Required work:
- a) List every Bible reference in the passage about Jesus calling one of the Twelve a devil that includes the name of a book.
- b) Continue the passage about Jesus calling one of the Twelve a devil, picking up right after its final sentence.

** Opening Document section block **

Ignore v. 71 for a moment, since it is the author's interpretation of what was said. Jesus asks the Twelve a question, one of them (Simon Peter) answers, and Jesus' reply is, "Have not I chosen you twelve, and one of you is a devil?" The most Gricean interpretation of this would be that Jesus is referring to Peter, not Judas, and presumably expressing disapproval of his answer. If it seems fantastic that Jesus would have called one of his closest disciples "a devil," keep in mind that the Synoptics record the same thing: "But he turned, and said unto Peter, 'Get thee behind me, Satan: thou art an offence unto me, for thou savourest not the things that be of God, but those that be of men'" (Matt. 16:23, see also Mark 8:33). The author, writing with the benefit of hindsight after Judas's betrayal, may have read into Jesus' remark a meaning that was not intended.

There is a similar ambiguity in John 13:10-11, when Jesus says to the Twelve, "Ye are clean, but not all [of you]"; the author offers the gloss, "For he knew who should betray him; therefore said he, 'Ye are not all clean'" -- but Jesus was once again responding to Simon Peter and not to Judas.

Or the author may have been right, and Jesus may have been referring to Judas in these two instances. After all, it's hard to find anything offensive or "Satanic" in what Peter says in vv. 68-69. I merely bring it up as a possible alternative reading.

Whether or not Jesus had Judas in mind, Judas himself would certainly have understood it that way. In fact, I would assume that each of the Twelve would be thinking to himself, as at the Last Supper, "Lord, is it I?" (Matt. 26:22). This is what I was getting at earlier when I said "Judas Iscariot may have been an Option 5 guy" -- that is, may have embraced Jesus' hard sayings because of their shocking nature. Judas may have heard, "You are a devil, Judas, but I have chosen you. Yes, I have knowingly chosen a devil as one of my associates, for devils too have their role to play in the work of God."

** Closing Document section block **
** Opening The data block **

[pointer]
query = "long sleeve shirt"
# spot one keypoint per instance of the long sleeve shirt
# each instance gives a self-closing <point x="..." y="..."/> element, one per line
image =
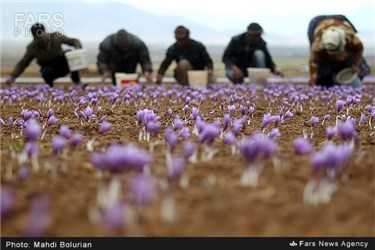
<point x="240" y="53"/>
<point x="195" y="53"/>
<point x="110" y="58"/>
<point x="44" y="54"/>
<point x="352" y="47"/>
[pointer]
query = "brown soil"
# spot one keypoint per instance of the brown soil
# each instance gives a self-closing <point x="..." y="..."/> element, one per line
<point x="215" y="203"/>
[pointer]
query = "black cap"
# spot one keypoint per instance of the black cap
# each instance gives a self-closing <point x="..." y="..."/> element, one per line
<point x="37" y="30"/>
<point x="254" y="28"/>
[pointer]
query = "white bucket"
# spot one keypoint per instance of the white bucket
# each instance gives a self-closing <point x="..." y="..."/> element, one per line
<point x="348" y="77"/>
<point x="258" y="74"/>
<point x="198" y="79"/>
<point x="77" y="59"/>
<point x="123" y="79"/>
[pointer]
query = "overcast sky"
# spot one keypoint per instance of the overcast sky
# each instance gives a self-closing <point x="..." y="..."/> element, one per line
<point x="273" y="15"/>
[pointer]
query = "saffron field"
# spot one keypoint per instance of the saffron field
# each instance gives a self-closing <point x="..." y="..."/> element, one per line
<point x="168" y="160"/>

** Closing The data block **

Answers for each item:
- a)
Matt. 16:23
Mark 8:33
John 13:10-11
Matt. 26:22

- b)
Could Jesus actually have meant that? No, I don't think so. While Jesus certainly needed to die in order to complete his work, I don't believe it was necessary for him to die in the precise manner that he did, and so I don't believe Judas was in any sense doing the work of God by betraying him. What did he mean, then? Well, this may have been one more hard saying, one more unanswerable riddle for the disciples to chew on. I think it's possible that Jesus had no particular disciple in mind at all, but that the purpose of his statement was to make each of the disciples suspect himself as the "devil" and do a little soul searching.

I wonder also what the author -- the unnamed "beloved disciple," apparently one of the Twelve -- thought at the time. Did he think, "Oh, he probably means Judas. I never liked that guy" -- or did he think, "Lord, is it I?"

Tuesday, June 8, 2021

The Bread of Life (Notes on John 6:26-58)

Jesus is speaking to the crowd that has been following him back and forth across the Sea of Galilee. He has recently fed 5,000 of them miraculously in the Golan Heights and encounters them again in Capernaum. Not knowing that he got there by walking on water, they ask, "Rabbi, when camest thou hither?"

[26] Jesus answered them and said, "Verily, verily, I say unto you, Ye seek me, not because ye saw the miracles, but because ye did eat of the loaves, and were filled.

This seems unfair. These people had already been following Jesus around for some time before he fed them, and many of them very likely came from as far away as Jerusalem. We are told that originally they "followed him, because they saw his miracles which he did on them that were diseased" (John 6:2; emphasis mine) and it seems unlikely that their motivation changed after the feeding of the 5,000. If they just wanted bread, surely there were easier ways of getting it than following Jesus around, over seas and up mountains, in the hope that he would happen to work that particular miracle.

What did Jesus mean to convey by making what, taken literally, is an unjust accusation? I suppose his purpose was to make the people ask themselves why they were following Jesus around. They started following him after seeing him effect paranormal healings, but why? It seems unlikely that any of them literally thought, "This guy can heal the sick; I bet he can produce food out of thin air, too!" but perhaps they were thinking something like that. Perhaps some were sick and wanted to be healed. Perhaps some had sick relatives or friends and wanted them to be healed. Perhaps others, seeing that Jesus had preternatural powers, hoped that he would be able to grant them some other material benefit. They were interested in the miracle-worker, not because the miracles were evidence of his divinity, but because they hoped to be the beneficiaries of some particular miracle. In essence, Jesus is asking whether their following of him is disinterested.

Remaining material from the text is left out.